— Task description —
Print verbatim every line starting at the one that contains "Exercise. Point out the stacked" and ending at the final line of the records; include both endpoints.

(Dataset content Opens)

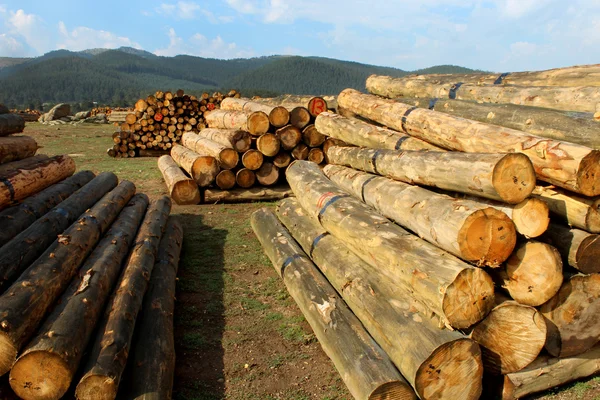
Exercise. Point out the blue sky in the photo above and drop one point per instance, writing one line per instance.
(497, 35)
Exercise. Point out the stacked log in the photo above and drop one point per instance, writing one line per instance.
(160, 120)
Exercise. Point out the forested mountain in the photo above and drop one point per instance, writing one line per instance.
(119, 77)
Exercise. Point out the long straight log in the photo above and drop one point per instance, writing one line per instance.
(365, 368)
(572, 316)
(238, 139)
(394, 323)
(577, 211)
(363, 134)
(182, 189)
(581, 98)
(227, 156)
(16, 219)
(22, 311)
(549, 372)
(108, 358)
(571, 166)
(458, 293)
(14, 148)
(204, 169)
(22, 183)
(470, 231)
(573, 127)
(153, 357)
(533, 274)
(505, 177)
(27, 246)
(257, 123)
(48, 364)
(11, 123)
(579, 249)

(Dataset content Closes)

— Task result —
Exercise. Point out the stacked log in the photo above and drop one point per instance, writing one line per instance.
(160, 120)
Exercise. Point out the forested mountain in the photo above and drop one point per instance, writing one line per instance.
(119, 77)
Exercise. Point out the long straight log in the photo above and drop one point per instance, writing one line per instance.
(365, 368)
(572, 316)
(238, 139)
(394, 323)
(577, 211)
(363, 134)
(182, 189)
(581, 98)
(227, 156)
(16, 219)
(22, 311)
(549, 372)
(108, 358)
(571, 166)
(458, 293)
(14, 148)
(204, 169)
(22, 183)
(470, 231)
(573, 127)
(153, 357)
(533, 274)
(505, 177)
(27, 246)
(257, 123)
(48, 364)
(11, 123)
(579, 249)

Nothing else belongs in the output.